Investigators found there were no differences in midterm outcomes in patients who underwent total hip arthroplasty with a mini-incision posterior approach and patients who underwent total hip arthroplasty with a two-incision approach.
Craig J. Della Valle
“Based on our results, there does not seem to be a difference in the outcomes of total hip arthroplasty based on the surgical approach. Both groups in this series did well,” Craig J. Della Valle, MD, study co-author, professor of orthopedic surgery and chief of the division of adult reconstructive surgery at Rush University Medical Center, told Healio.com/Orthopedics. “While the two-incision approach is no longer utilized widely, it is similar the direct anterior approach.”
Della Valle and colleagues identified 72 patients who underwent total hip arthroplasty. Patients were randomized to undergo a mini-incision posterior approach or a two-incision approach. Investigators compared complications, revisions and clinical outcome measures. Radiographs were evaluated for implant loosening. The minimum follow-up was 5 years.

**Using the information:**
1. In the hip arthroplasty article, how many patients did Della Valle and colleagues identify?
2. From the hip arthroplasty article, output the passage that begins at the words "Investigators found there" and stops after "with a two-incision approach.".
3. Write the next part of the hip arthroplasty article, picking up after its final sentence.

**Records shown:**
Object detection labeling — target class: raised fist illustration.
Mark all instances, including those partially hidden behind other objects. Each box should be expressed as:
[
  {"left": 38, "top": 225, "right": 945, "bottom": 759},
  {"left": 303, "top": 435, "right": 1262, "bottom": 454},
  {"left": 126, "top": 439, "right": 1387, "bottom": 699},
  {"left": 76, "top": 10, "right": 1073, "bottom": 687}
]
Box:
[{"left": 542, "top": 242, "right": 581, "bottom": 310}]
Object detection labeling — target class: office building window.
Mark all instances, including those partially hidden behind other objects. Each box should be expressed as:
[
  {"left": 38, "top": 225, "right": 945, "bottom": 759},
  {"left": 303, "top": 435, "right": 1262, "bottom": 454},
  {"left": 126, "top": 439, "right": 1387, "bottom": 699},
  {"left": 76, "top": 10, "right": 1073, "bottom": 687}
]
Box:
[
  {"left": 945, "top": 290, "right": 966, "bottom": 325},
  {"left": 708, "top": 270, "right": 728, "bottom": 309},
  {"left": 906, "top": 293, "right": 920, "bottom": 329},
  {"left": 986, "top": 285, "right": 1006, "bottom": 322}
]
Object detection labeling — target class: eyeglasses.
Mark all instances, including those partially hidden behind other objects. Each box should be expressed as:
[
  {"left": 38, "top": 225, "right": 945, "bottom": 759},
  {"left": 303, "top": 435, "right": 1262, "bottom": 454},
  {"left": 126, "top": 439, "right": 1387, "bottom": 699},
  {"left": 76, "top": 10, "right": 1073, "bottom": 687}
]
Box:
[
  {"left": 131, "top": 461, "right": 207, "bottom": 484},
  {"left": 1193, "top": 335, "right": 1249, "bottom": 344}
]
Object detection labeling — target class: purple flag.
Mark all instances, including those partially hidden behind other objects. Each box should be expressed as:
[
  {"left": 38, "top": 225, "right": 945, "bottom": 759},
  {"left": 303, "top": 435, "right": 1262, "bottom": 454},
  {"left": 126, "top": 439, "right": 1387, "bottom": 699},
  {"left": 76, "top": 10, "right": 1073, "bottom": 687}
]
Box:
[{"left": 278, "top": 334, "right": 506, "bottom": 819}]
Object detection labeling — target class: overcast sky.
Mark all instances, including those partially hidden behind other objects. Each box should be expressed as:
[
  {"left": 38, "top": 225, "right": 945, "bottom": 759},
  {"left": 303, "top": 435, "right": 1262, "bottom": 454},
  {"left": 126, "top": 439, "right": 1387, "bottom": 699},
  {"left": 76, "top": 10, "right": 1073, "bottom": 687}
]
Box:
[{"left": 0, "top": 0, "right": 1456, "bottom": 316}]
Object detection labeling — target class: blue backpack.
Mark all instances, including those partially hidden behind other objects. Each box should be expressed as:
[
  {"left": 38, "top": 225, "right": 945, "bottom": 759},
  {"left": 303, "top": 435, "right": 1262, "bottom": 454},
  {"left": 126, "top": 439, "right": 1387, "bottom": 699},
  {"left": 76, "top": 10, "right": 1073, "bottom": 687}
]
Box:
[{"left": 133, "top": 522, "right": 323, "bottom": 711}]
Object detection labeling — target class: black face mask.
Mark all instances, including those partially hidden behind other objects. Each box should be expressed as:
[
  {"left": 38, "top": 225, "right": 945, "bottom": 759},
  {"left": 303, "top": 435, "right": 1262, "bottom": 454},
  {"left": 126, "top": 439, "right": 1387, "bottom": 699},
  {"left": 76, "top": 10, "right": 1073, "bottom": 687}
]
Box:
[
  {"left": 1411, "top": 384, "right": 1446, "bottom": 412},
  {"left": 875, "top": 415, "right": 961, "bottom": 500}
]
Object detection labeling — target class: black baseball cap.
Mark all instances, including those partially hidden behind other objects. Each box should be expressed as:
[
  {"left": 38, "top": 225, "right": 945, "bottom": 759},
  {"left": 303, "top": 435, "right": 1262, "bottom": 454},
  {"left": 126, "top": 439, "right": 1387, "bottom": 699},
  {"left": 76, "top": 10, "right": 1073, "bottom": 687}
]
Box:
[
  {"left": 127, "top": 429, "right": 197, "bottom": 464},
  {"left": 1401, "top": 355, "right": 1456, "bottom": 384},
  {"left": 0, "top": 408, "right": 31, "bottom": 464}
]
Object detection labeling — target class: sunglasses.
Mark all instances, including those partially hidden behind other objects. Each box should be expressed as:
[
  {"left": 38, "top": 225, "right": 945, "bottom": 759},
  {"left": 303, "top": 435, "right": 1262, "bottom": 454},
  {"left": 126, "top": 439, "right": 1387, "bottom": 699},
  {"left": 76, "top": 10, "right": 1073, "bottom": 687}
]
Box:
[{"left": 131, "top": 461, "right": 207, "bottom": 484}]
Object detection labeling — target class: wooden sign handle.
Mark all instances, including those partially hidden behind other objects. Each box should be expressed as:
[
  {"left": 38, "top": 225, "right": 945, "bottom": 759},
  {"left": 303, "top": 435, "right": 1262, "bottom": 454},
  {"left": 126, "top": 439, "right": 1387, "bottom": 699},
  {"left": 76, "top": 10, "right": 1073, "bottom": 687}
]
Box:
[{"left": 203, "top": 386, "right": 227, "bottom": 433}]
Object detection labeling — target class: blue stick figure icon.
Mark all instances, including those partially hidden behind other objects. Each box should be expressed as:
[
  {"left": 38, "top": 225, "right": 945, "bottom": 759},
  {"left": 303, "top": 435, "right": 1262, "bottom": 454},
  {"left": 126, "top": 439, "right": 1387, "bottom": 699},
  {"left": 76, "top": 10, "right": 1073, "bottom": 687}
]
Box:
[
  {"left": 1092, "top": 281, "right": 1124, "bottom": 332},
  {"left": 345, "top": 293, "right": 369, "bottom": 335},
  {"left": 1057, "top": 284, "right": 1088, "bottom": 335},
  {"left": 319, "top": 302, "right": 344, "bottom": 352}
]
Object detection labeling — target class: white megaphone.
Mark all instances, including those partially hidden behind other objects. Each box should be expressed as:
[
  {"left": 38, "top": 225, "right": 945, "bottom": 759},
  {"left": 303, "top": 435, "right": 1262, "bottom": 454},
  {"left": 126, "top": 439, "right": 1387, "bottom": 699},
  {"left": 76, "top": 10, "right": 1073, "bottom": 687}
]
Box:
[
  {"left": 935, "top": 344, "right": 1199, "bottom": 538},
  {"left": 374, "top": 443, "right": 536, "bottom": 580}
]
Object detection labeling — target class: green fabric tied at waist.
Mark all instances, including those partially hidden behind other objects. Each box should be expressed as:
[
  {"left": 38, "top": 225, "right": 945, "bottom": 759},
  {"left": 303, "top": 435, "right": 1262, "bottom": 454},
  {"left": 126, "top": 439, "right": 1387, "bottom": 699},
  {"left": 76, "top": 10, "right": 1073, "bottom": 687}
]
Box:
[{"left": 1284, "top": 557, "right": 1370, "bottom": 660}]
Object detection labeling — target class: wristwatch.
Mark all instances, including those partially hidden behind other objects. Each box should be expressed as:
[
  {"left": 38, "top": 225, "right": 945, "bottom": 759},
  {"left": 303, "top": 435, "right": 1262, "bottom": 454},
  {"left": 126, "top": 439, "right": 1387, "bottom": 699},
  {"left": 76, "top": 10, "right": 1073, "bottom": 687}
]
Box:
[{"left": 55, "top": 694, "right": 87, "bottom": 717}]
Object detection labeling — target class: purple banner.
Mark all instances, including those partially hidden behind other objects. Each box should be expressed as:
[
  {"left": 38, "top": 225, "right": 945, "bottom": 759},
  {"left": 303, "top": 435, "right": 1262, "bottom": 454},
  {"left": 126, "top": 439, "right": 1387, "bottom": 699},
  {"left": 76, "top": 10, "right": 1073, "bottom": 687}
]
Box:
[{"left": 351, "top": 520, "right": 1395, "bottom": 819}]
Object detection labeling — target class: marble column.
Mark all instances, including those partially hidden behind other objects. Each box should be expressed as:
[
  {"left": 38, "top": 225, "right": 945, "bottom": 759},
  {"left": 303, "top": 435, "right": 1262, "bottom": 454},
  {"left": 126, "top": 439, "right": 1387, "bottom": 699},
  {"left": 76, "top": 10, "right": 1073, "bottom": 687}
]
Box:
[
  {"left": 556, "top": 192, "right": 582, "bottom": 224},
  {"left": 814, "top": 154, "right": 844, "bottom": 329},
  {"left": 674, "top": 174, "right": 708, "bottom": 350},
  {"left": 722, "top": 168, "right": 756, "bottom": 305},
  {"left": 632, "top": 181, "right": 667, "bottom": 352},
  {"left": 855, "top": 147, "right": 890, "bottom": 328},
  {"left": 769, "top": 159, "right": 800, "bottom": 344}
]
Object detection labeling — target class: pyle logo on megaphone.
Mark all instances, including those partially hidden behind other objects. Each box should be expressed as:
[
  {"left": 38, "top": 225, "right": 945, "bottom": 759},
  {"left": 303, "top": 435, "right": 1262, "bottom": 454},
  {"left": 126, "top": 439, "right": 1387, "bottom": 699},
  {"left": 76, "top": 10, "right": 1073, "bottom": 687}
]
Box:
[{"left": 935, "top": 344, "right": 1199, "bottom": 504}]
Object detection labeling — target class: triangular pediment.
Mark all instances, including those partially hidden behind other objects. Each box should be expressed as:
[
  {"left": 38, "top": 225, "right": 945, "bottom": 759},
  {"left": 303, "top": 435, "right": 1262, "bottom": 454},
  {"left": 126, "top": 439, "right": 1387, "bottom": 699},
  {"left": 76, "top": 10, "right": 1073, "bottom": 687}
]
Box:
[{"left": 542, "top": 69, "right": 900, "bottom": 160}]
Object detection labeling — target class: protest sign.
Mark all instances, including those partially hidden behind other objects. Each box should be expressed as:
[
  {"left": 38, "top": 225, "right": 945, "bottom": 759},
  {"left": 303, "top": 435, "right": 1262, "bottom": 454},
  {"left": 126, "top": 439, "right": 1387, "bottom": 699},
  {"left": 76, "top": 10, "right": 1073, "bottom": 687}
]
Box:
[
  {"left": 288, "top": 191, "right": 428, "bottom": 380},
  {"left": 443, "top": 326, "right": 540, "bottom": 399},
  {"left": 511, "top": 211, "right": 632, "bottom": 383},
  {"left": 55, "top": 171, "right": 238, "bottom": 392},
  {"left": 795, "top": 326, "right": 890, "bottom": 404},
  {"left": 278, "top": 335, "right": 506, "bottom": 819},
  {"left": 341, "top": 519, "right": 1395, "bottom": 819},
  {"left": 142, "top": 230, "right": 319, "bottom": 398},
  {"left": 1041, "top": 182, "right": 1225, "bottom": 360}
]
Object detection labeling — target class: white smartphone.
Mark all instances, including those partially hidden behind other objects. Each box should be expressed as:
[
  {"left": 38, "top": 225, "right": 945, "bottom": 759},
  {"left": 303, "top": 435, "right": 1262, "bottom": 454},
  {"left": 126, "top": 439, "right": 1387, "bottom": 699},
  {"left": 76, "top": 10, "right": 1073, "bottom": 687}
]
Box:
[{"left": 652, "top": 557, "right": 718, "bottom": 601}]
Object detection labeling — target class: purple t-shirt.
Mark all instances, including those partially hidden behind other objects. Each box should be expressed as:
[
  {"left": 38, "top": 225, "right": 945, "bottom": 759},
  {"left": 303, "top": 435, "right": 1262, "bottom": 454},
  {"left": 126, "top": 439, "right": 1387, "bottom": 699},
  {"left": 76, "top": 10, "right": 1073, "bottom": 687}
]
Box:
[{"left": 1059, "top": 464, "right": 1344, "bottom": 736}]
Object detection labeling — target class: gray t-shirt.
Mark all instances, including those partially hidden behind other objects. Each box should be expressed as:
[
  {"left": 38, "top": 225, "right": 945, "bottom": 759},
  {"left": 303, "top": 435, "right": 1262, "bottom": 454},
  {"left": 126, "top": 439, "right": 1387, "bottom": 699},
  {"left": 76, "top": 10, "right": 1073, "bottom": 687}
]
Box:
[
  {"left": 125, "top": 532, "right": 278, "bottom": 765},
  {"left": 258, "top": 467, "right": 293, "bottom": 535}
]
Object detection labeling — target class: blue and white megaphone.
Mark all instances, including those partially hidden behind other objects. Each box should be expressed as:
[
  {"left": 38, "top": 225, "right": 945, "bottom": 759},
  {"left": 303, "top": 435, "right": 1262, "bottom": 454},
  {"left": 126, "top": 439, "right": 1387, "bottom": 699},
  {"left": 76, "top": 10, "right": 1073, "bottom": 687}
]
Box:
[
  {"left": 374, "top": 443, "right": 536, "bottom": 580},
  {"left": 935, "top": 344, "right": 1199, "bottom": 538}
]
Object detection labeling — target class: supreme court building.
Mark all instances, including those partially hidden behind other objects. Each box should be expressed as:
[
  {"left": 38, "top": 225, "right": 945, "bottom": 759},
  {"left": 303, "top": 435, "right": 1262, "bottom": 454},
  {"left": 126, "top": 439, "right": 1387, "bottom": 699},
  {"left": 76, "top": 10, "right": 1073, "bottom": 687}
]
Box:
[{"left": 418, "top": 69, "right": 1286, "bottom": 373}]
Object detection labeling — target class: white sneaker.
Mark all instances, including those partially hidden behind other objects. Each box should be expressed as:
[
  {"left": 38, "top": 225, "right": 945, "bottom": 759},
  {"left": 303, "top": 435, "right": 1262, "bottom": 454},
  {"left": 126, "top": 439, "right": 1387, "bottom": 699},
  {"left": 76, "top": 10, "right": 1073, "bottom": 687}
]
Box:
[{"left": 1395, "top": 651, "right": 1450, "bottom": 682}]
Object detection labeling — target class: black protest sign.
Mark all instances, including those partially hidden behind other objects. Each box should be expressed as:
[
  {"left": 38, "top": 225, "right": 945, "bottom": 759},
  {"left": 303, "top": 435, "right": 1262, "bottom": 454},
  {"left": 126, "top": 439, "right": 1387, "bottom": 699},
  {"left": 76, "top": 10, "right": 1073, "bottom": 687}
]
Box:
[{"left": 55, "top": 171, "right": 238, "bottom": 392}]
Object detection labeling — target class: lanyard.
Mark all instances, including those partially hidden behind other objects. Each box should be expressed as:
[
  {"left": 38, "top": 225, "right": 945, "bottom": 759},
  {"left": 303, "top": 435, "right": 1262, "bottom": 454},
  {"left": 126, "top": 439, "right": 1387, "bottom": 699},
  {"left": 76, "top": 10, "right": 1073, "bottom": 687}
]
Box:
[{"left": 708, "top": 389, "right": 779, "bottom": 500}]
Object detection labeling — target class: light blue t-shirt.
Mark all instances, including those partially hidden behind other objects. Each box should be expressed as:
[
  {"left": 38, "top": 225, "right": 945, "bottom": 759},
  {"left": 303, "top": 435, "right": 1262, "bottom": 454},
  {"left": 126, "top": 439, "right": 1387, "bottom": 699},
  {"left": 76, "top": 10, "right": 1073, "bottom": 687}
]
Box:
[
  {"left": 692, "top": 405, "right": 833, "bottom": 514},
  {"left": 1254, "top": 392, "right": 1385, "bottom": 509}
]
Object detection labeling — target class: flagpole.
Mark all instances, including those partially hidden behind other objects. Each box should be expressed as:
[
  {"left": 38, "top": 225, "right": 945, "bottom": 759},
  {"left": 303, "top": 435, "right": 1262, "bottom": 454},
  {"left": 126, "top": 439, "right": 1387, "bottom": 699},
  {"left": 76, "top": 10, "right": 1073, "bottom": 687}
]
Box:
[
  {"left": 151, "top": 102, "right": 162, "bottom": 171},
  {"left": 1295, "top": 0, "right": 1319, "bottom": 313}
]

**Set of answers:**
1. 72 patients

2.
Investigators found there were no differences in midterm outcomes in patients who underwent total hip arthroplasty with a mini-incision posterior approach and patients who underwent total hip arthroplasty with a two-incision approach.

3.
At a mean of 8.2 years, investigators found six patients died and did not have revision surgery. Of the 66 living patients, 63 were reviewed. Investigators noted a total of six failures, three occurring in mini-incision posterior approach group and three in the two-incision approach group. There were no significant differences between the mini-incision posterior approach group and the two-incision approach group for patients who did not need revision surgery with regard to the Harris Hip score, SF-12 physical and mental component scores, and single assessment numeric evaluation score. – by Monica Jaramillo
Disclosure: Della Valle reports he receives royalties, research support from and does consulting for Zimmer Biomet; is a paid researcher for Stryker; does consulting for and is a paid researcher for Smith & Nephew; and does consulting for DePuy.